* [WHAT YOU WILL DO]:
Report each line of the items below that contains the word "positive". Letter case matters.

*** RECORDS FOR THIS EXERCISE Section Begins ***

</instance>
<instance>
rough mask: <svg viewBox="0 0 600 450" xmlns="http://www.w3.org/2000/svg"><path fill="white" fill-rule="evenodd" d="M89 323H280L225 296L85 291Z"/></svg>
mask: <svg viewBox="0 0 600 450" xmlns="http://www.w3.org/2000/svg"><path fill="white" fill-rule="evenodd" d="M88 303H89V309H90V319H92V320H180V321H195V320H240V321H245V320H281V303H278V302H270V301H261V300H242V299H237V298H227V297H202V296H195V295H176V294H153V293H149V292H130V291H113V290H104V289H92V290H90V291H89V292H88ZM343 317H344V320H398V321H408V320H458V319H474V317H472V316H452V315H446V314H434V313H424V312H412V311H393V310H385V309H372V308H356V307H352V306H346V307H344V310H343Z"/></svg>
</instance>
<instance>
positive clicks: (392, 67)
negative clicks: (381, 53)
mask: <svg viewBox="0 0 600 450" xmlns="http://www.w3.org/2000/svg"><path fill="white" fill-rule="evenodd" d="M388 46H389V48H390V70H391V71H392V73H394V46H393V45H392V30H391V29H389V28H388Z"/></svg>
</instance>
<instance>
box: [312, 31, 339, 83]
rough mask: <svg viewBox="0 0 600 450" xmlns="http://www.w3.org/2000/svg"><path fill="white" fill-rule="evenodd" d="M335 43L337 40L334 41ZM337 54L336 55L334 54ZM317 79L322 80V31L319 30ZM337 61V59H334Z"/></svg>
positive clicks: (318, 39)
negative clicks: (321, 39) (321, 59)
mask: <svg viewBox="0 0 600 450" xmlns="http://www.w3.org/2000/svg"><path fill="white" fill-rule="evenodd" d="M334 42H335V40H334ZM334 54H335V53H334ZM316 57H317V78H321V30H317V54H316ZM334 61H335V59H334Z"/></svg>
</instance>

*** RECORDS FOR THIS EXERCISE Section Ends ***
*** RECORDS FOR THIS EXERCISE Section Begins ***

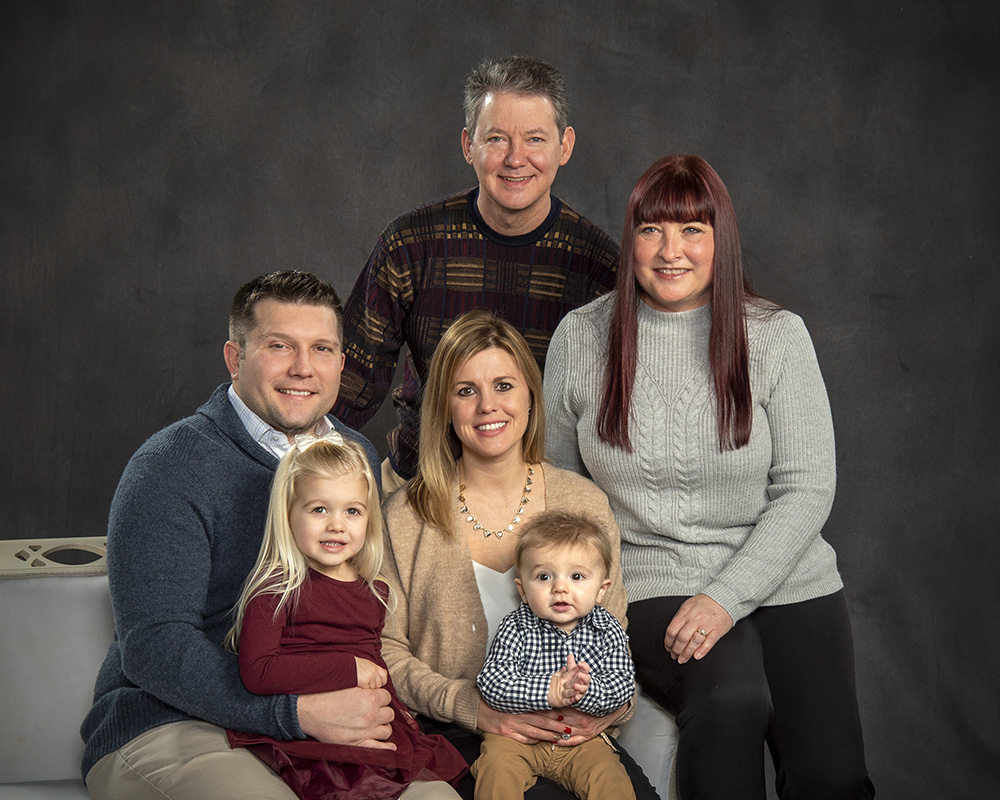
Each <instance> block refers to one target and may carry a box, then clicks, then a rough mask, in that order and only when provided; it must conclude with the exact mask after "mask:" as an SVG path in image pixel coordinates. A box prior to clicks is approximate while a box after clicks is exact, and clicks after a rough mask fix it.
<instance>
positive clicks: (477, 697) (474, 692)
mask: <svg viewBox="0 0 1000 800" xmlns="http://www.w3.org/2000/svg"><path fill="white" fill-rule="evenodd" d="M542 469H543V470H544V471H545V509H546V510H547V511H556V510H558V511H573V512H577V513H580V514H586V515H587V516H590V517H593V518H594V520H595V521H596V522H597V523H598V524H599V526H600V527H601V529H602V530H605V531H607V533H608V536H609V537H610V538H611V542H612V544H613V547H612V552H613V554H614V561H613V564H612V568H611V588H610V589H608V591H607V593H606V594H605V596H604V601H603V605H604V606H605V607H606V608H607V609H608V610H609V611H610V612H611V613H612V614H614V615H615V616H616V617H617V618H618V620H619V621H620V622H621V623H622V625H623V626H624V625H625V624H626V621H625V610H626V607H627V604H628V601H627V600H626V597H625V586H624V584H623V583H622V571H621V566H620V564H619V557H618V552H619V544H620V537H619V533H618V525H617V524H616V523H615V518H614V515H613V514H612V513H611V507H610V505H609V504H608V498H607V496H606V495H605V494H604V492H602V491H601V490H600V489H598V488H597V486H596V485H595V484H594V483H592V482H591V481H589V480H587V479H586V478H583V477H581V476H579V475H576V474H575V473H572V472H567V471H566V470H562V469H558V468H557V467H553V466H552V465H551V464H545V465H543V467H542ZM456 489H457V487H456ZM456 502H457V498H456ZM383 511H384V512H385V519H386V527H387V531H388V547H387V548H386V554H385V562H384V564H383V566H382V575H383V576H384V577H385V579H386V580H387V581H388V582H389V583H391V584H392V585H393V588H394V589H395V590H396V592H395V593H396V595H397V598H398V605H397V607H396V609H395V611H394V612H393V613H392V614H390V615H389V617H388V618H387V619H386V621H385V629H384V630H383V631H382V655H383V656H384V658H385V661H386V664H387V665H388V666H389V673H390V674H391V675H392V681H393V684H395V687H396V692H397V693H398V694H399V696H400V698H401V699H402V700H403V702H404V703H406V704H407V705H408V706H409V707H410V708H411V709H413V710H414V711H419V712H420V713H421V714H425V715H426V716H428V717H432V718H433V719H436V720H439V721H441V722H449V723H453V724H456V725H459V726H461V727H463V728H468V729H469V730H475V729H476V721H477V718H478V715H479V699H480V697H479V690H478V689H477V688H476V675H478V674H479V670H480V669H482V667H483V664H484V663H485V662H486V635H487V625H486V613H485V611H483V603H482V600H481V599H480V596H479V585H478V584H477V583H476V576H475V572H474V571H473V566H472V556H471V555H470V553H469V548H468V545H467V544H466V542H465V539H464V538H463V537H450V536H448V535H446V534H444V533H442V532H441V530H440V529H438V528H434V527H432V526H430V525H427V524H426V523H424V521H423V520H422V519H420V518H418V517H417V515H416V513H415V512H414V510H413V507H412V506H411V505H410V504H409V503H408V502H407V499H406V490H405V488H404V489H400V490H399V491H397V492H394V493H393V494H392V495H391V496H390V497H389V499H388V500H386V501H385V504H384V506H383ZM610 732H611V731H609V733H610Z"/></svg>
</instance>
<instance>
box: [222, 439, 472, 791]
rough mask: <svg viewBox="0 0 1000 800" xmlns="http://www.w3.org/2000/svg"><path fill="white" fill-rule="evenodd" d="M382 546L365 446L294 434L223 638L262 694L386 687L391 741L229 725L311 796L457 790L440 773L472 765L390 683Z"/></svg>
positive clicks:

*** RECORDS FOR THIS EXERCISE Section Ends ***

* [EXERCISE OUTPUT]:
positive clicks: (392, 67)
positive clicks: (318, 39)
positive clicks: (477, 697) (474, 692)
positive clicks:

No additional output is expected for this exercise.